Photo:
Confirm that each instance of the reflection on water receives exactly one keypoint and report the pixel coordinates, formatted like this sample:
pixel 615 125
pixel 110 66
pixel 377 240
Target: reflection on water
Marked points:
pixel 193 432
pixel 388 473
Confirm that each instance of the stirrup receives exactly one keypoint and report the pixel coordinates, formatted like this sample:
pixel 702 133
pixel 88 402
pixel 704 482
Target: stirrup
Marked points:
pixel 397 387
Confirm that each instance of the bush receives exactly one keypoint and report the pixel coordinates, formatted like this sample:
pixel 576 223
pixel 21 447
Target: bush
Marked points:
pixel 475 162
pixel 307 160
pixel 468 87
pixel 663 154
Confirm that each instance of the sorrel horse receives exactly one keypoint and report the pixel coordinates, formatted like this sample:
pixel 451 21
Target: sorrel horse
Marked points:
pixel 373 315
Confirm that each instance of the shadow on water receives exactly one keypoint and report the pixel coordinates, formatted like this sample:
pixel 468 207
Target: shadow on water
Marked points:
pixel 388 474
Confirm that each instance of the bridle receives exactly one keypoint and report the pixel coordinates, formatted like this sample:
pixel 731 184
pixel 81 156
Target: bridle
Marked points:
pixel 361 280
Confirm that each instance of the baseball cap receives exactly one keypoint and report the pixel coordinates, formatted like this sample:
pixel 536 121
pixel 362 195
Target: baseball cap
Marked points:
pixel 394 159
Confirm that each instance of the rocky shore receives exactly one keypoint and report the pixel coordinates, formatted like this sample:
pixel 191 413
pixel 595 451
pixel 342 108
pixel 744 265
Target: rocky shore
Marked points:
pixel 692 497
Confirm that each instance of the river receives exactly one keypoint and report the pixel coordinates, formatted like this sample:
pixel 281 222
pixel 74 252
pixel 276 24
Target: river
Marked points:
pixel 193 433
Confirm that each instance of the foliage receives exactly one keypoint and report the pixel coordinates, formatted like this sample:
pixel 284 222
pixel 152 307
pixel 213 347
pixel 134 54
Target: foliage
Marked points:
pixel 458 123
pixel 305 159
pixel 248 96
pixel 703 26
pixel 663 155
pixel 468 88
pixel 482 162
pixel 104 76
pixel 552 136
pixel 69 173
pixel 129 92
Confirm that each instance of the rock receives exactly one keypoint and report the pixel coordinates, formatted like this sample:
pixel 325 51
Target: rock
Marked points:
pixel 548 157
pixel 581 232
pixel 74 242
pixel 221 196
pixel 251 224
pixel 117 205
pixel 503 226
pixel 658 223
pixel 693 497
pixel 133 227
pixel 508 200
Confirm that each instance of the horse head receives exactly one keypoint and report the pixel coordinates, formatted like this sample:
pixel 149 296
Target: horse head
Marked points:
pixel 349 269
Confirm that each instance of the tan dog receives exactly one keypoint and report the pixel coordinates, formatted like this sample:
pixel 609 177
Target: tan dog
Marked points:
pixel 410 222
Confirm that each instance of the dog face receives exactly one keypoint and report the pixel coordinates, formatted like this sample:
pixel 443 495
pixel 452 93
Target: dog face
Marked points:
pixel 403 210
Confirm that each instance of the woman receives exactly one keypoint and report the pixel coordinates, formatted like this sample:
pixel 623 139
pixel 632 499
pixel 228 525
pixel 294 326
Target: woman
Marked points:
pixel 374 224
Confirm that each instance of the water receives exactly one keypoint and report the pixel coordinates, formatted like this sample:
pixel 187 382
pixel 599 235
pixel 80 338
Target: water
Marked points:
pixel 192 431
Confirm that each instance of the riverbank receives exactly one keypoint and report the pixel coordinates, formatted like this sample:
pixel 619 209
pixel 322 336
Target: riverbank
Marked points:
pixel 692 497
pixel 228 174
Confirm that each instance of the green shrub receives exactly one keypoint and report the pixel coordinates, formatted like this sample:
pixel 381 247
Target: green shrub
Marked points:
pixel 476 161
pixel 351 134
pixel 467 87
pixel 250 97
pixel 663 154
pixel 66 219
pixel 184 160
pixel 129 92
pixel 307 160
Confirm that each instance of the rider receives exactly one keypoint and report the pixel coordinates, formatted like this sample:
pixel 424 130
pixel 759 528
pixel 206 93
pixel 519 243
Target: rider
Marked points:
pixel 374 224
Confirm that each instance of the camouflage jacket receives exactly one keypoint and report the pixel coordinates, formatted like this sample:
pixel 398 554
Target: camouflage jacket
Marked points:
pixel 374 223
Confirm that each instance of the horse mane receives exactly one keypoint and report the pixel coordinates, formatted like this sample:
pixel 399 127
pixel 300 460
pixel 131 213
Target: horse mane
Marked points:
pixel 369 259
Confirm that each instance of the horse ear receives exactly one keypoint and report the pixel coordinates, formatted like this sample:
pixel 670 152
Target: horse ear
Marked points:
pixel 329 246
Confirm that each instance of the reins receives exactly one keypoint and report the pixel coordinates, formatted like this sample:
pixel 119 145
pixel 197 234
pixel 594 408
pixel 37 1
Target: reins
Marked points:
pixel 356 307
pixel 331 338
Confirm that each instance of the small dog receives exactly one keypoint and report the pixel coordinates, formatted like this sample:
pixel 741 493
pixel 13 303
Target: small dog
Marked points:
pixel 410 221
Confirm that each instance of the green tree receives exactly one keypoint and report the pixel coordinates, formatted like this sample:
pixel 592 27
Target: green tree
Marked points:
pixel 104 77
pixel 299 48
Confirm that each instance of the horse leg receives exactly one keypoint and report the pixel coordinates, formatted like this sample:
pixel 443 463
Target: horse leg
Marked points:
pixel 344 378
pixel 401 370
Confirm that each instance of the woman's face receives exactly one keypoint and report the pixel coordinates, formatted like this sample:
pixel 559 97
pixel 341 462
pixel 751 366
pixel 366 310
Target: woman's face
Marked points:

■ ■ ■ ■

Reproduce all of the data above line for line, changing nothing.

Photo:
Confirm that each instance of the reflection on water receives exactly one keypoint and report the pixel coordinates, formatted like this sample:
pixel 615 125
pixel 110 66
pixel 377 240
Target: reflection on water
Marked points:
pixel 193 432
pixel 388 473
Confirm that each instance of the stirrup receives exactly one keypoint and report the pixel coordinates, formatted like this sample:
pixel 702 133
pixel 88 402
pixel 704 482
Target: stirrup
Marked points:
pixel 397 387
Confirm that each instance of the bush receives exactly one keypoint and report the pixel coordinates, formatted like this sample:
pixel 576 223
pixel 21 447
Target: bush
Marked points:
pixel 475 162
pixel 307 160
pixel 468 87
pixel 663 154
Confirm that each instance of the sorrel horse receives exactly one keypoint and report the pixel coordinates, formatted like this sample:
pixel 451 21
Target: sorrel horse
Marked points:
pixel 373 315
Confirm that each instance of the shadow on water receives exactly one keypoint and report the pixel coordinates, formatted like this sample:
pixel 468 207
Target: shadow on water
Marked points:
pixel 388 474
Confirm that each instance of the bridle receives exactly one keypoint and report the pixel coordinates, formatted like this sample:
pixel 731 184
pixel 81 156
Target: bridle
Marked points:
pixel 361 280
Confirm that each instance of the baseball cap receives exactly one keypoint and report the pixel coordinates, formatted like this sample:
pixel 536 121
pixel 362 195
Target: baseball cap
Marked points:
pixel 394 159
Confirm that each instance of the rocky shore receives exactly one keypoint and report the pixel coordinates, formatted like this sample:
pixel 191 413
pixel 595 451
pixel 342 108
pixel 744 265
Target: rocky shore
Marked points:
pixel 692 497
Confirm that each instance of the river receives exactly one keypoint and report the pixel coordinates, formatted like this sample:
pixel 281 222
pixel 74 252
pixel 276 24
Target: river
Marked points:
pixel 193 433
Confirm that each instance of the foliage receives exactly one keypoint and report the pixel coordinates, formatted like this sample:
pixel 284 222
pixel 152 307
pixel 213 347
pixel 134 54
Target: foliage
Marked points:
pixel 458 123
pixel 305 159
pixel 248 96
pixel 703 26
pixel 663 155
pixel 468 88
pixel 482 162
pixel 104 76
pixel 552 136
pixel 69 173
pixel 129 92
Confirm that each instance of the rock receives exactly one keypoint and report the pixel coordinates, formatted like this sample:
pixel 325 51
Target: rock
Marked points:
pixel 548 157
pixel 581 232
pixel 74 242
pixel 221 196
pixel 251 224
pixel 117 205
pixel 503 226
pixel 658 223
pixel 693 497
pixel 133 227
pixel 508 200
Confirm that each instance of the horse head receives exactly one keypoint and report the pixel coordinates, formatted like this sample:
pixel 149 296
Target: horse head
Marked points:
pixel 349 269
Confirm that each instance of the tan dog receives exactly one keypoint and report the pixel coordinates, formatted like this sample:
pixel 609 177
Target: tan dog
Marked points:
pixel 410 222
Confirm that each instance of the dog face receives exactly one keypoint and report the pixel coordinates, formatted like this sample:
pixel 443 495
pixel 452 93
Target: dog face
Marked points:
pixel 403 210
Confirm that each instance of the woman receives exactly one keypoint and report the pixel coordinates, formatted like this sample:
pixel 623 139
pixel 632 499
pixel 228 525
pixel 294 326
Target: woman
Marked points:
pixel 374 224
Confirm that each instance of the water receives exactly one keypoint and report the pixel coordinates, formatted like this sample:
pixel 187 382
pixel 599 235
pixel 80 338
Target: water
Marked points:
pixel 192 431
Confirm that each instance of the riverbank receives exactly one keypoint and report the pixel coordinates, formatted like this sample:
pixel 619 209
pixel 322 336
Target: riverbank
Marked points:
pixel 692 497
pixel 228 174
Confirm that each instance of the green shrub receives exactly one keypoint and report the pixel coordinates, formatted like this sample:
pixel 381 247
Target: green shrub
Marked points:
pixel 476 161
pixel 351 134
pixel 467 87
pixel 250 97
pixel 663 154
pixel 66 219
pixel 184 160
pixel 129 92
pixel 307 160
Confirm that each instance of the rider receives exactly one keypoint and report the pixel coordinates, formatted like this sample:
pixel 424 130
pixel 759 528
pixel 206 93
pixel 519 243
Target: rider
Marked points:
pixel 374 224
Confirm that each instance of the camouflage jacket receives exactly one keypoint and report the pixel coordinates, formatted like this sample:
pixel 398 554
Target: camouflage jacket
Marked points:
pixel 374 223
Confirm that each instance of the horse mane receives exactly one keypoint and report the pixel coordinates, formatted like this sample:
pixel 399 127
pixel 300 460
pixel 131 213
Target: horse mane
Marked points:
pixel 369 259
Confirm that each instance of the horse ear receives exactly one keypoint and report the pixel coordinates, formatted like this sample:
pixel 670 152
Target: horse ear
Marked points:
pixel 329 246
Confirm that each instance of the reins receives exactly one keypoint and report the pixel coordinates, formatted like this sample:
pixel 119 145
pixel 197 234
pixel 594 408
pixel 37 1
Target: reins
Marked points:
pixel 356 307
pixel 331 338
Confirm that each instance of the small dog receives exactly one keypoint and report the pixel coordinates, formatted like this sample:
pixel 741 493
pixel 13 303
Target: small dog
Marked points:
pixel 410 221
Confirm that each instance of the green tree receives exactly one keypoint and report the pixel coordinates, formatted like this sample:
pixel 592 27
Target: green tree
Marked points:
pixel 104 77
pixel 299 48
Confirm that each instance of the horse leg receives exactly one keypoint and report the pixel coordinates, formatted like this sample:
pixel 443 463
Target: horse leg
Marked points:
pixel 344 378
pixel 401 370
Confirm that each instance of the woman's face receives exactly one keypoint and report the pixel coordinates, formatted like this sample:
pixel 559 97
pixel 341 462
pixel 751 366
pixel 366 310
Target: woman's face
Marked points:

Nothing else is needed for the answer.